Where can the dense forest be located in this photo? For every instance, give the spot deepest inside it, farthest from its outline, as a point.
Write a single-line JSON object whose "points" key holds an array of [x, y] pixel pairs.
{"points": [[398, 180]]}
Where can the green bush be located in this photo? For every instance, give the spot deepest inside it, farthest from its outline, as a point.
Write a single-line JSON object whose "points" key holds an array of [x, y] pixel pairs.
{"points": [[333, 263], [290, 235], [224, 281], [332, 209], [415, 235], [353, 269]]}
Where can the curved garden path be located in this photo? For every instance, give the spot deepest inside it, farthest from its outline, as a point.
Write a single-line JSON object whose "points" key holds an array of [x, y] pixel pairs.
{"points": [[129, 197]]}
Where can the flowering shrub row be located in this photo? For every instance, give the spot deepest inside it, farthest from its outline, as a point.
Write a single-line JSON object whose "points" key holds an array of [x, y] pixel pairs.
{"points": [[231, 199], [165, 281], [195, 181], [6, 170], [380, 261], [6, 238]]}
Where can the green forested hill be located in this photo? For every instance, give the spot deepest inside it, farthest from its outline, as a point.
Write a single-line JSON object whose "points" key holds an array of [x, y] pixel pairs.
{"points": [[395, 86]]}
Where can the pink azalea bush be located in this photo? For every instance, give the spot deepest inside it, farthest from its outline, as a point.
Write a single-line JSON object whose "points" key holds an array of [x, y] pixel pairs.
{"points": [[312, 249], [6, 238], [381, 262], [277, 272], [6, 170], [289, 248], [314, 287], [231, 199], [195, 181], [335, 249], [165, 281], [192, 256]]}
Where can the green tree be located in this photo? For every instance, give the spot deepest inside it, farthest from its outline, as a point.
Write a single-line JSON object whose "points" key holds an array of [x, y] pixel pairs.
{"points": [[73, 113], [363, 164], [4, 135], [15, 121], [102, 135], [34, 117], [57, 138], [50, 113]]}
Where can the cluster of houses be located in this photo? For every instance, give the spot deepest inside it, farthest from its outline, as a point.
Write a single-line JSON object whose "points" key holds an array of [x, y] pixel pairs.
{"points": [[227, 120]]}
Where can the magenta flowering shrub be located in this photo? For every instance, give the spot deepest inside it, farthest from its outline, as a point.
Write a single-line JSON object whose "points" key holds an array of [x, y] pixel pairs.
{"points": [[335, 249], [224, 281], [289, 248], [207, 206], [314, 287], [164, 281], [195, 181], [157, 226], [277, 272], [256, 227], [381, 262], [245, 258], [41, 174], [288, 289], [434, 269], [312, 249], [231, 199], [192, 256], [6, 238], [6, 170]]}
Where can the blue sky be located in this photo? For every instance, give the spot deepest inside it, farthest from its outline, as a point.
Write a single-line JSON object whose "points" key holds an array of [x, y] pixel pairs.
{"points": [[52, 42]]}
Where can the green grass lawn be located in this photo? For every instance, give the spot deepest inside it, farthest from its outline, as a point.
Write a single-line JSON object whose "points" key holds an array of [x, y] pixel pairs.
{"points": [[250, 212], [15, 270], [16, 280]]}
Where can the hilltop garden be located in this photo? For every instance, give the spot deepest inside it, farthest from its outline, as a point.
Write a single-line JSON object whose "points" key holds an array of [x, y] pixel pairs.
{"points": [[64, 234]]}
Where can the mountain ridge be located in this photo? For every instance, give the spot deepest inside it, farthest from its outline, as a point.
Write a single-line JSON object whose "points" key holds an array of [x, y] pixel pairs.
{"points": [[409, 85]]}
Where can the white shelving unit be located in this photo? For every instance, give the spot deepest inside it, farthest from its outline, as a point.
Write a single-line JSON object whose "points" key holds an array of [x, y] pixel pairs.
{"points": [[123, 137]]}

☆ ☆ ☆ ☆ ☆

• _PROBLEM DETAILS_: Extract the whole listing, character for character.

• _EXPECTED ANSWER_:
Where can the dense forest be located in this photo? For every instance, give the spot deepest inside it, farthest from its outline, as a point.
Write a single-line JSON object whose "points" key holds an array of [x, y] pixel pairs.
{"points": [[398, 180]]}
Where can the green bush be located in this photo? For every instance, give the spot deepest inside it, farthest from its outline, as a point.
Write a single-line JSON object whose "points" key holds an array of [x, y] pixel pairs.
{"points": [[333, 263], [290, 235], [224, 281], [332, 209], [415, 235], [353, 269]]}
Where can the curved garden path be located in this photo? For every instance, give the spot deepest inside it, farthest from its outline, as a point.
Write a single-line JSON object whose "points" key holds an array of [x, y] pixel pairs.
{"points": [[129, 197]]}
Where can the flowering shrub row be located in this photo? For every instance, give the spot deepest inside it, farthest from its outline, as a point.
Write a single-line JSON object whose "points" key holds an array of [x, y] pixel pairs.
{"points": [[231, 199], [165, 281], [195, 181], [6, 170], [380, 261], [6, 238]]}
Where can the green forested hill be located in this photo? For every instance, give the spot deepest inside it, farthest from its outline, as a point.
Write a single-line JSON object whose "points" key holds an array of [x, y] pixel pairs.
{"points": [[395, 86]]}
Where can the pink azalea bush be located in this photo? For every instance, give the spot deepest inside it, farthest from its outline, as a point.
Write a single-line JSON object whose "points" key holds an array of [x, y] pixel pairs.
{"points": [[312, 249], [6, 238], [381, 262], [277, 272], [6, 170], [289, 248], [314, 287], [231, 199], [195, 181], [335, 249], [165, 281], [192, 256]]}
Where can the green tree be located in this photo? For every instance, give the spot deepest inside it, farthest from its outline, as a point.
Write a single-line JSON object whose "points" key holds an array of [x, y] pixel pairs.
{"points": [[73, 113], [363, 164], [4, 135], [15, 121], [102, 135], [34, 117], [57, 138], [50, 113]]}
Where can the cluster of houses be located in this photo? For every instance, give the spot deepest inside it, farthest from its outline, as a point.
Write a single-line JSON object whose "points" key holds an array of [x, y] pixel pairs.
{"points": [[227, 120]]}
Where can the magenta flowering shrub be located in this photo? For every instance, give the spot deepest inside it, farthest from its outline, as a point.
Write a single-line JSON object whose "points" key holds an array of [x, y] pixel pairs.
{"points": [[335, 249], [224, 281], [289, 248], [207, 206], [314, 287], [164, 281], [195, 181], [157, 226], [277, 272], [256, 227], [381, 262], [245, 258], [41, 174], [288, 289], [434, 269], [312, 249], [231, 199], [192, 256], [6, 238], [6, 170]]}
Where can the blue sky be located in this photo? For every instance, give the spot deepest inside it, farthest from its outline, as a point.
Write a single-line JSON object whose "points" key holds an array of [x, y] pixel pairs.
{"points": [[52, 42]]}
Where can the green grass lawn be located in this photo? For every instance, give the spot deepest inside it, farthest from its outline, as a point.
Write a single-line JSON object whose "points" key holds an array of [x, y] pixel pairs.
{"points": [[250, 212], [15, 270], [16, 280]]}
Where can the hilltop garden be located in this photo? For every instance, give the spot deepest inside it, farthest from its outline, as a point.
Write a single-line JSON object whose "points" key holds an array of [x, y] pixel pairs.
{"points": [[64, 234]]}
Where can the mountain ridge be located in this photo? For every instance, give the spot deepest inside it, farthest from its outline, as a point.
Write a single-line JSON object whose "points" key holds an array of [x, y] pixel pairs.
{"points": [[409, 85]]}
Where can the white shelving unit be located in this photo? For every instance, give the spot deepest inside it, farthest from its outline, as a point.
Write a single-line JSON object whose "points" key holds an array of [x, y] pixel pairs.
{"points": [[123, 137]]}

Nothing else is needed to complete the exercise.